▸ **PASSAGE**
[BEGIN]
Advent of 2020, Day 21 – Using Scala with Spark Core API in Azure Databricks
Want to share your content on R-bloggers? click here if you have a blog, or here if you don't.
Series of Azure Databricks posts:
- Dec 01: What is Azure Databricks
- Dec 02: How to get started with Azure Databricks
- Dec 03: Getting to know the workspace and Azure Databricks platform
- Dec 04: Creating your first Azure Databricks cluster
- Dec 05: Understanding Azure Databricks cluster architecture, workers, drivers and jobs
- Dec 06: Importing and storing data to Azure Databricks
- Dec 07: Starting with Databricks notebooks and loading data to DBFS
- Dec 08: Using Databricks CLI and DBFS CLI for file upload
- Dec 09: Connect to Azure Blob storage using Notebooks in Azure Databricks
- Dec 10: Using Azure Databricks Notebooks with SQL for Data engineering tasks
- Dec 11: Using Azure Databricks Notebooks with R Language for data analytics
- Dec 12: Using Azure Databricks Notebooks with Python Language for data analytics
- Dec 13: Using Python Databricks Koalas with Azure Databricks
- Dec 14: From configuration to execution of Databricks jobs
- Dec 15: Databricks Spark UI, Event Logs, Driver logs and Metrics
- Dec 16: Databricks experiments, models and MLFlow
- Dec 17: End-to-End Machine learning project in Azure Databricks
- Dec 18: Using Azure Data Factory with Azure Databricks
- Dec 19: Using Azure Data Factory with Azure Databricks for merging CSV files
- Dec 20: Orchestrating multiple notebooks with Azure Databricks
Yesterday we explored the capabilities of orchestrating notebooks in Azure Databricks. Also in previous days we have seen that Spark is the main glue between the different languages. But today we will talk about Scala.
And in the following blogposts we will explore the core engine and services on top:
- Spark SQL+ Dataframes
- Streaming
- MLlib – Machine learning library
- GraphX – Graph computations
Apache Spark is a powerful open-source processing engine built around speed, ease of use, and sophisticated analytics.
Spark Core is underlying general execution engine for the Spark Platform with all other functionalities built-in. It is in memory computing engine that provides variety of language support, as Scala, R, Python for easier data engineering development and machine learning development.
Spark has three key interfaces:
- Resilient Distributed Dataset (RDD) – It is an interface to a sequence of data objects that consist of one or more types that are located across a collection of machines (a cluster). RDDs can be created in a variety of ways and are the “lowest level” API available. While this is the original data structure for Apache Spark, you should focus on the DataFrame API, which is a superset of the RDD functionality. The RDD API is available in the Java, Python, and Scala languages.
- DataFrame – similar in concept to the DataFrame you will find with the pandas Python library and the R language. The DataFrame API is available in the Java, Python, R, and Scala languages.
- Dataset – is combination of RDD and DataFrame. It proved typed interface of RDD and gives you the convenience of the DataFrame. The Dataset API si available only for Scala and Java.
[END]
▸ **TASK INSTRUCTIONS**
A. Answer these questions using the Spark Core post:
(i) Which date's post in the series covers "Databricks experiments, models and MLFlow"?
(ii) In which languages is the RDD API available?
(iii) To which two DataFrame implementations does the Spark Core post compare the Spark DataFrame?
B. Write the next part of the Spark Core post, picking up after its final sentence.
The records that come next are from a different source than the Spark Core post.

▸ **PROVIDED DATA**
[BEGIN]
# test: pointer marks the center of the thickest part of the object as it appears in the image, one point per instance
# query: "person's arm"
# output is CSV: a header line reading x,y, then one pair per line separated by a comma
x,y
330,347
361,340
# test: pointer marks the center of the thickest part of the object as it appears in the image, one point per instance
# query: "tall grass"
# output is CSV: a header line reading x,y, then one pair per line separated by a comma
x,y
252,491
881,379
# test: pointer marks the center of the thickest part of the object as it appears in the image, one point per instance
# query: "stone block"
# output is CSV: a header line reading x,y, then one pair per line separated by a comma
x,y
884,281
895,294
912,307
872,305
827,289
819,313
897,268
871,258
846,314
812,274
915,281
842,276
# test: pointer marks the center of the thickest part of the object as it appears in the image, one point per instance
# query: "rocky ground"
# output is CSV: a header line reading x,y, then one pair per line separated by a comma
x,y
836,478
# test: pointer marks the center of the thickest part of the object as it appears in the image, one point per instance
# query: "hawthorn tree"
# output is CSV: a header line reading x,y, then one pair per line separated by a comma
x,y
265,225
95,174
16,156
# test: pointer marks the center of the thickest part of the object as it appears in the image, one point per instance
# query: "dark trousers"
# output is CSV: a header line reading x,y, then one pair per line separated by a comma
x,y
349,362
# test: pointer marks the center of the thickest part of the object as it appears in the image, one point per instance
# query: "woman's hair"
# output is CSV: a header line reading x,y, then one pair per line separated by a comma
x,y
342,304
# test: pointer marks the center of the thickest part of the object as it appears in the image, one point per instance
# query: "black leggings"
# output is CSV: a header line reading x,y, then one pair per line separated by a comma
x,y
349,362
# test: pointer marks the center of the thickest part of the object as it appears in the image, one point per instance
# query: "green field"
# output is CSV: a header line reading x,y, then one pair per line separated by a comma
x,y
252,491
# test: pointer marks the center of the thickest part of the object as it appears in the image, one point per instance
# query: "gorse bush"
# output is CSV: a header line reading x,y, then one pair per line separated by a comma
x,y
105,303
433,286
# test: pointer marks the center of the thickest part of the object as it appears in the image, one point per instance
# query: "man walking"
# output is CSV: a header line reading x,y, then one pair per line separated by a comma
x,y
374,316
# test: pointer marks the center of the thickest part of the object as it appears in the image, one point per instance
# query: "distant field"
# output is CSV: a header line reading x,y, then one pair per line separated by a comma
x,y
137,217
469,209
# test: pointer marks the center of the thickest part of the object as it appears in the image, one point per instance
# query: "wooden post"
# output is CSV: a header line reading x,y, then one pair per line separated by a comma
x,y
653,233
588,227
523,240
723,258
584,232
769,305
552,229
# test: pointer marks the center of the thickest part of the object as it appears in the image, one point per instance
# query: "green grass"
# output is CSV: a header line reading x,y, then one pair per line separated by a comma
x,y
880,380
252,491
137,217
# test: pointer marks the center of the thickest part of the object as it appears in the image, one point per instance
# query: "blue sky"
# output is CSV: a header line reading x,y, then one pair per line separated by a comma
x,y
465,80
[END]
▸ **ANSWER SET**
A.
(i) Dec 16
(ii) Java, Python, and Scala
(iii) The DataFrame in the pandas Python library and the one in the R language

B.
In general, when you will be working with the performance optimisations, either DataFrames or Datasets should be enough. But when going into more advanced components of Spark, it may be necessary to use RDDs. Also the visualisation within Spark UI references directly RDDs.
1.Datasets
Let us start with Databricks datasets, that are available within every workspace and are here mainly for test purposes. This is nothing new; both Python and R come with sample datasets. For example the Iris dataset that is available with Base R engine and Seaborn Python package. Same goes with Databricks and sample dataset can be found in /databricks-datasets folder.
Create a new notebook in your workspace and name it Day21_Scala. Language: Scala. And run the following Scala command.
display(dbutils.fs.ls("/databricks-datasets"))
You can always store the results to variable and later use is multiple times:
// transformation val textFile = spark.read.textFile("/databricks-datasets/samples/docs/README.md")
and listing the content of the variable by using show() function:
textFile.show()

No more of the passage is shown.